> Input
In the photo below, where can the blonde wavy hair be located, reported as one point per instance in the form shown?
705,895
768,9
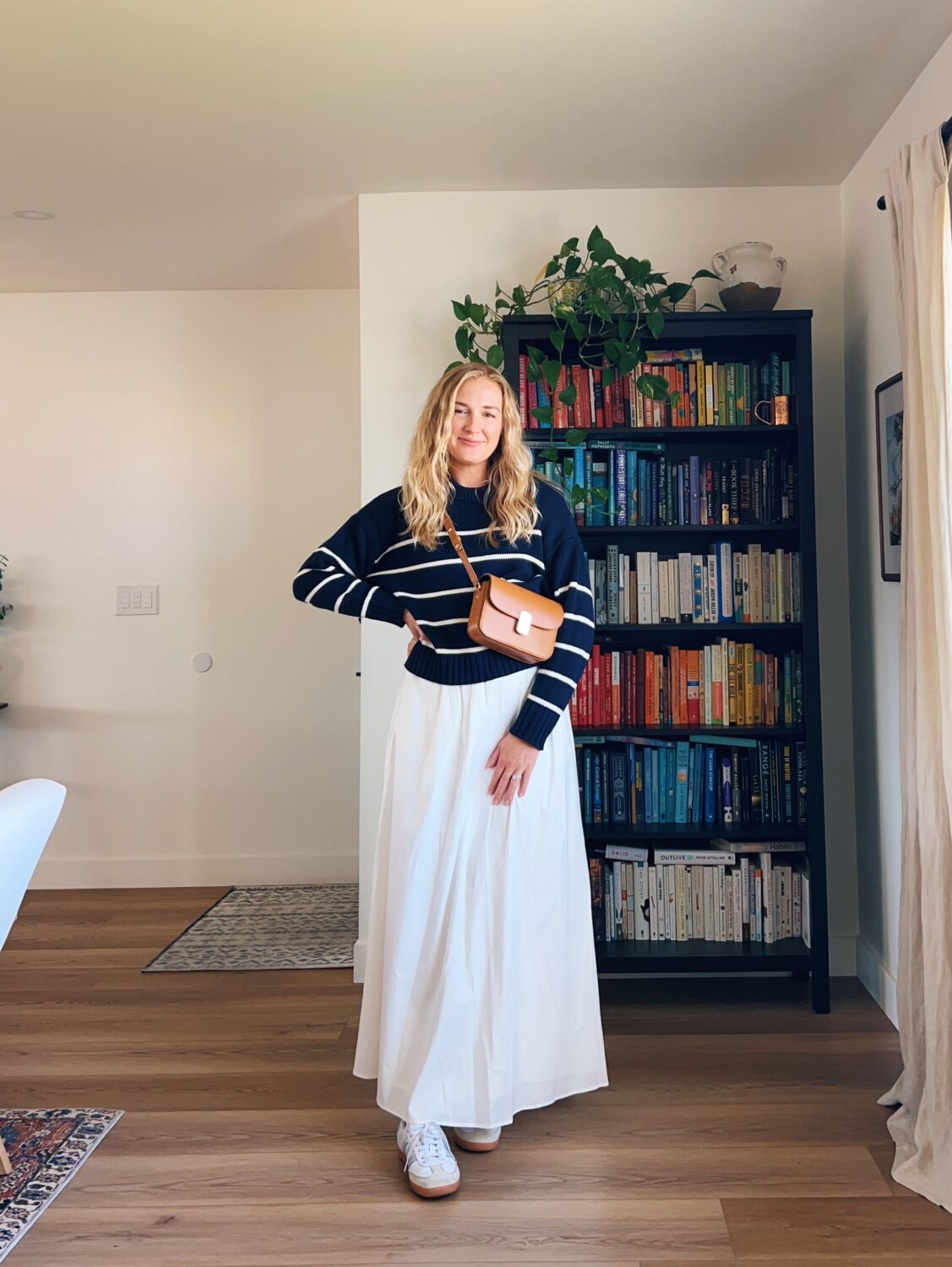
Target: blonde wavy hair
426,487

> The exercise
Extract every row above and copy its lines verbatim, omitting the picture.

> Full output
In the photo below, where can the blonde wavy hair be located, reported as one point per instance in the form shown?
705,895
768,9
Target: blonde wavy hair
426,487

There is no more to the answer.